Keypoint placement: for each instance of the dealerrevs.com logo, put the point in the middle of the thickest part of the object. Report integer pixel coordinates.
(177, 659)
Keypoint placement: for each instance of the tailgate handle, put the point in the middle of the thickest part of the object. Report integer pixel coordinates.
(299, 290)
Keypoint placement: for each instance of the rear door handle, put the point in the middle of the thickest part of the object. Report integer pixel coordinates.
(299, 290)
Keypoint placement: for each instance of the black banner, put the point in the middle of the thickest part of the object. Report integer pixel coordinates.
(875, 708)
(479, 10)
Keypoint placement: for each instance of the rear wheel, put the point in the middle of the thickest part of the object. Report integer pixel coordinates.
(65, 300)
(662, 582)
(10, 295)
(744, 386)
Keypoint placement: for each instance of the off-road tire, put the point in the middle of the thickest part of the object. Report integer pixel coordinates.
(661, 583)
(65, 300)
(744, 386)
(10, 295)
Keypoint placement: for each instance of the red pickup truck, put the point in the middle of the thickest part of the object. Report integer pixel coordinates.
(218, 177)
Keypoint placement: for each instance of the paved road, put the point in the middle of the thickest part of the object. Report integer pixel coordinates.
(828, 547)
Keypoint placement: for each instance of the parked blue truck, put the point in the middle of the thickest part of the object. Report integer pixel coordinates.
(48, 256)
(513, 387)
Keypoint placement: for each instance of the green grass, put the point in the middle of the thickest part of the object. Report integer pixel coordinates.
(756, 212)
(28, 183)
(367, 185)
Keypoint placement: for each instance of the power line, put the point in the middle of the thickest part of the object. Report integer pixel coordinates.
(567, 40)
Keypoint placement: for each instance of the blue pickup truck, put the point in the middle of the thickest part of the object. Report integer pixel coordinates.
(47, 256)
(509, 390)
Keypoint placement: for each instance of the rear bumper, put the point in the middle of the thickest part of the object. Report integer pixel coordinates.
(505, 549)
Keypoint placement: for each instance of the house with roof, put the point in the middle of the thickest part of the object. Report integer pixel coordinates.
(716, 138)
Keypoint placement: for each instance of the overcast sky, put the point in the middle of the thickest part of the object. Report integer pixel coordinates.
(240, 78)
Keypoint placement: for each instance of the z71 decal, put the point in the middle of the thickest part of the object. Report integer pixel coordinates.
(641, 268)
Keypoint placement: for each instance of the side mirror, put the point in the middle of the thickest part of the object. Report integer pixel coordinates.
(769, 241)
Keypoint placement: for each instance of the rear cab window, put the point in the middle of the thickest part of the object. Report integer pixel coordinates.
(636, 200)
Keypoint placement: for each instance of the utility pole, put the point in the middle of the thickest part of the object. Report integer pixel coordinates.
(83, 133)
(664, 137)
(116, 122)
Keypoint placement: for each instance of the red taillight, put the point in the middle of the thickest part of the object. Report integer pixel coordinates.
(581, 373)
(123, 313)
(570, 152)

===============

** WORK TO DO **
With the line containing "Keypoint placement: for each instance of the rear bumper, put" as the first and the last line of the records as the final one, print exactly the lines in that span.

** FULL RESPONSE **
Keypoint placement: for each instance of the rear bumper, put the point in the middle of the thickest part of the object. Report integer pixel coordinates.
(505, 549)
Keypoint placement: for each instance of the house with roof, put the point in the middle of the thickest part of the object. Report integer pixel coordinates.
(716, 138)
Keypoint placement: for each instance of the overcast sky, put the point in the middle of the thickest part of the object. Report integer pixel coordinates.
(240, 78)
Keypoint placement: for each instance of the z71 decal, put the point in the middle of the thickest part of the object. Report integer pixel coordinates.
(641, 268)
Keypoint placement: for each instance of the side mirror, put the point in the middle of the thickest part of the object. Report integer pixel coordinates.
(769, 241)
Keypoint placement: for each instance of the rear cab window, put the point in the middle of the thickest part of the object. Report integer pixel coordinates.
(636, 200)
Keypoint placement: for each instance of the utility pole, put the point in the middle of the thickest part of the object. Report integer pixel coordinates.
(83, 133)
(664, 137)
(116, 122)
Keypoint placement: for each instance of the red taillight, put the point in the middle of the thickest part of the object. Report integer pixel coordinates.
(581, 373)
(123, 313)
(570, 152)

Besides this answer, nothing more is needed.